After the meal and the presents were handed out to the kids, Baby Jesus’ birthday cake was cut.  Followed by Patty’s reading of a special nativity story for the kid in each of us.




How my memories of Christmas Eve birthday parties returned as I remembered my own father’s reading each Christmas Eve from the big family King James Bible our daughter Jenn now has, of the Christmas Story. And it came to pass in those days, that there went out a decree from Caesar Augustus that all the world should be taxed…”


Martha drove us home and we promised to call her when we bring the coach over for our weekly chore.  The camp has a very nice RV park and all year long they have some who pay to camp here, and others who work-camp (exchange time and skill around the camp) for the hookups and space.

Martha tells us there are more work-campers now than ever before.  Mostly retired, but some not, who just need a rent free place to live, and are happy to work for it.

The sun set on our first Christmas Day as simply man and wife, mother and father, Grandad and Grammy. Wonderful phone calls had been made, or messages left, between the many we have missed seeing.

And with darkness, we watched the wonderful late 1970’s ‘Best Christmas Pageant Ever’ starring Loretta Swit through Youtube, 



and the DVD we carry with us of that 1983 classic, ‘A Matter of Principal’ starring Alan Arkin.








Memories of Christmases past came floating over us, and the loving bond we share through all of them with our kids, grandkids, relatives and friends.


God has blesses us, when we ask Him to, even when we can’t get together for Christmas, everyone (per Tiny Tim).


-Ken

Wednesday, December 24, 2014

Merry Christmas Eve in ALVA

Christmas Eve in Alva, Florida, AND Alva United Methodist Church leads her community in celebrating the birth of Christ. And for newbies to the south at Christmastime like us, we can’t get over the climate.

The temperature is in the mid eighties, and a bit unseasonably humid today. The Ibis’s, after feeding on all the ground bugs they care to eat perch high in the trees to get a cool breeze.



But the Alva UMC Drive By Live Nativity rocks on!
 







Today Mona played Mary in the stable with me. We had new angels also. Amy and her son Riley and her 1 1/2 year old daughter Hannah- the cow.  I called her Chick-fil-a.



But they got back at me when they caught me goofing between cars.  Mona says I’m a ringer for Marty Feldman as Igor (not Egor) in Young Frankenstein.

The Nativity ran from 1 until 3pm and we had over 30 cars go through. Over 60 went through on Saturday from 5-8 pm.








Then we went home to shower, rest, and prepare for the Christmas Eve service at 7 pm.  Pastor Ralph came over to let me review the part in the service he asked me to take. And Mona and I looked over our book map, reminiscing of the places we have been, and reviewing the places we may go.











Pastor Ralph told us over 125 persons came to Alva UMC tonight. But the church only seats 100, and I stopped counting people in folding chairs, steps and laps at 50.

What a blessing to be with these wonderful people, and especially to be allowed to serve at Christmas time once again. Ralph had me read the Scriptures for each section of the service.

How many other churches will we worship in, assist in, as God brings us together?




Seems like He’s our primary navigator on this journey. Seems like that’s the way it should always be.

**Data excerpts**:
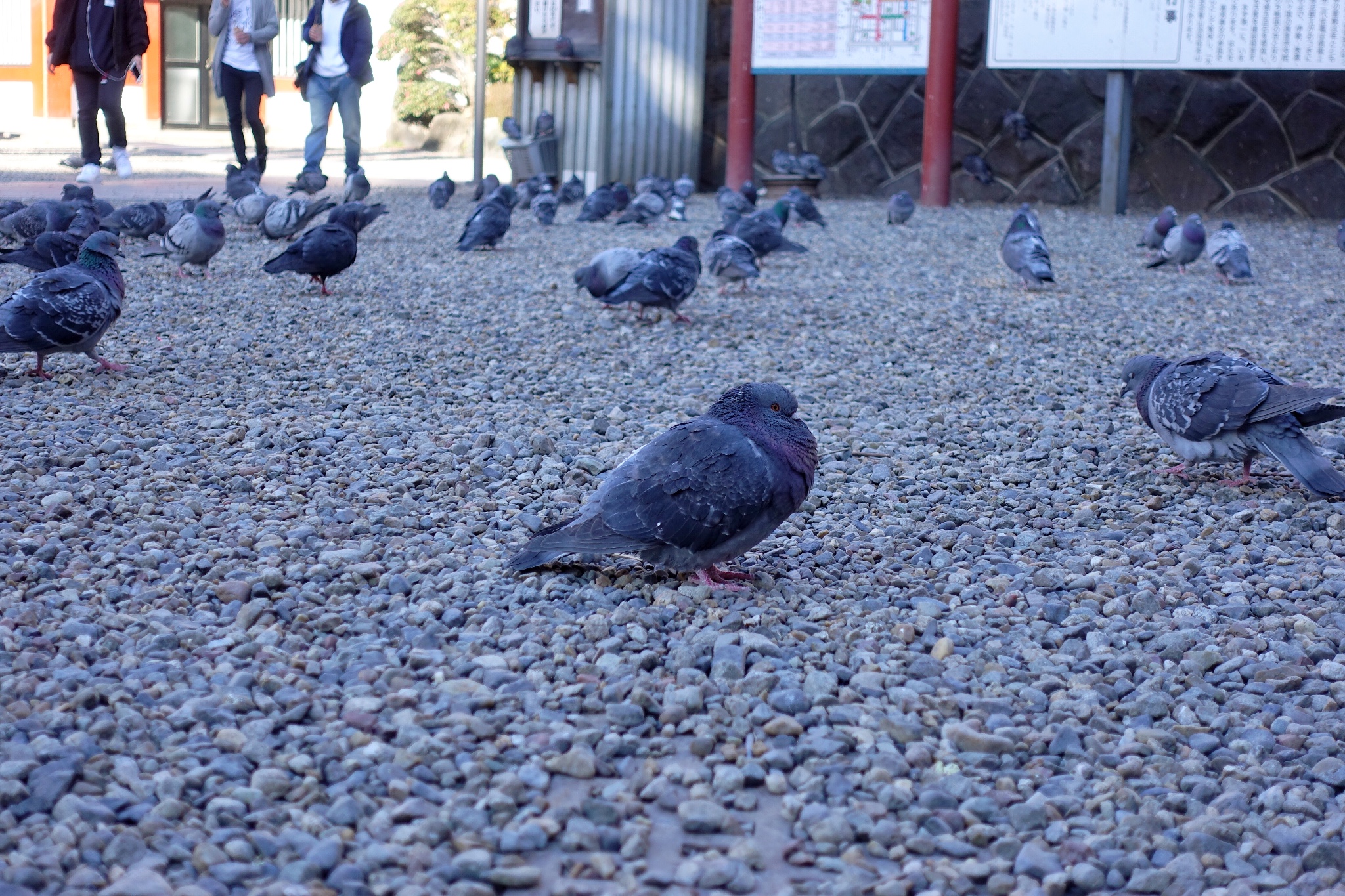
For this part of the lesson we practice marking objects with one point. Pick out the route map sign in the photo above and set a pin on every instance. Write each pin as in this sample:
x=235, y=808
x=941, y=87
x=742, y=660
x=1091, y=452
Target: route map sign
x=1166, y=34
x=839, y=37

**What you should do**: Please state how many cars went through the Drive By Live Nativity on Saturday, according to the Alva Christmas passage.

**Complete output**: Over 60 cars went through, from 5 to 8 pm.